Stored rows:
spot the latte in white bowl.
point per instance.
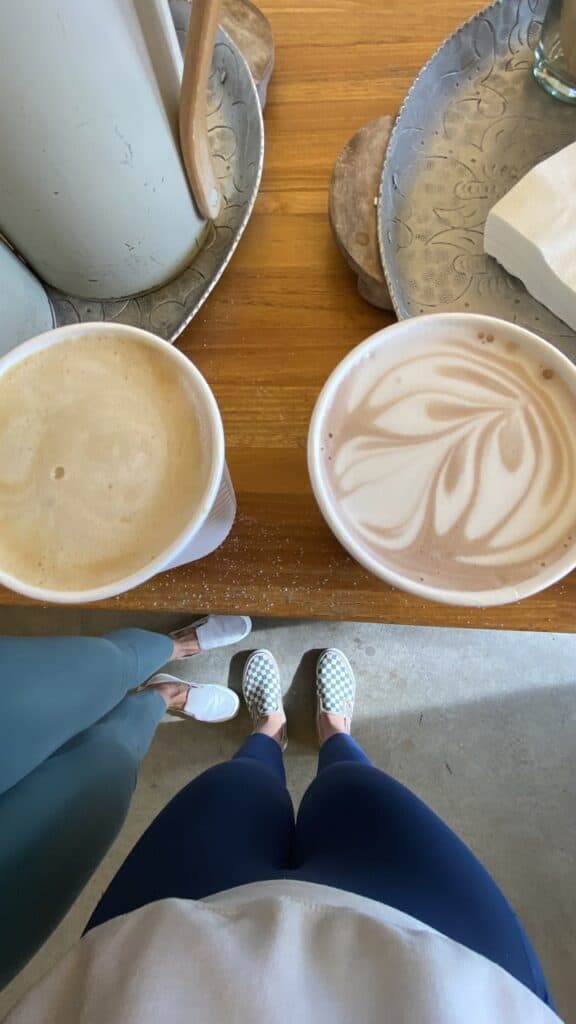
...
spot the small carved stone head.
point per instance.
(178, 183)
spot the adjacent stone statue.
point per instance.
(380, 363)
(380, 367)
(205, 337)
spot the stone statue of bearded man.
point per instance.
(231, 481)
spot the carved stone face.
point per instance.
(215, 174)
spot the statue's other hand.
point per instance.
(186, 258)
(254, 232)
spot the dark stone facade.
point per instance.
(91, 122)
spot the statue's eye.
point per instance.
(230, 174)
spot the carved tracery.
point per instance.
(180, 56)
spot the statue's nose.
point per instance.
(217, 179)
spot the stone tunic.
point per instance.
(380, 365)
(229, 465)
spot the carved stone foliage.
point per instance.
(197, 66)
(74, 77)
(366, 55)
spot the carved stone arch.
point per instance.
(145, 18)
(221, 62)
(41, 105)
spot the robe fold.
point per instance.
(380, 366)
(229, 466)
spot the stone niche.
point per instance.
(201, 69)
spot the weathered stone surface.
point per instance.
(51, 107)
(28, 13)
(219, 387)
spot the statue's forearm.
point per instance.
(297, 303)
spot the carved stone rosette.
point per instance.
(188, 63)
* * *
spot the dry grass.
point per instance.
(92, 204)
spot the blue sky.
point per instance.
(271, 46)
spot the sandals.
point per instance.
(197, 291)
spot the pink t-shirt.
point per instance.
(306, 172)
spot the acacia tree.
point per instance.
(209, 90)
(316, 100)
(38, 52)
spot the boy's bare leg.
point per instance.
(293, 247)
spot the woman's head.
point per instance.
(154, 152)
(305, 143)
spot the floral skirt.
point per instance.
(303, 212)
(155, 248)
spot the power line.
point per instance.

Problem to solve: Locate every line in the listing above that contains the string "head" and copy each of those lines. Case counts, so match only that exact capitalization.

Solution to this exercise:
spot the small carved stone head.
spot the woman's head.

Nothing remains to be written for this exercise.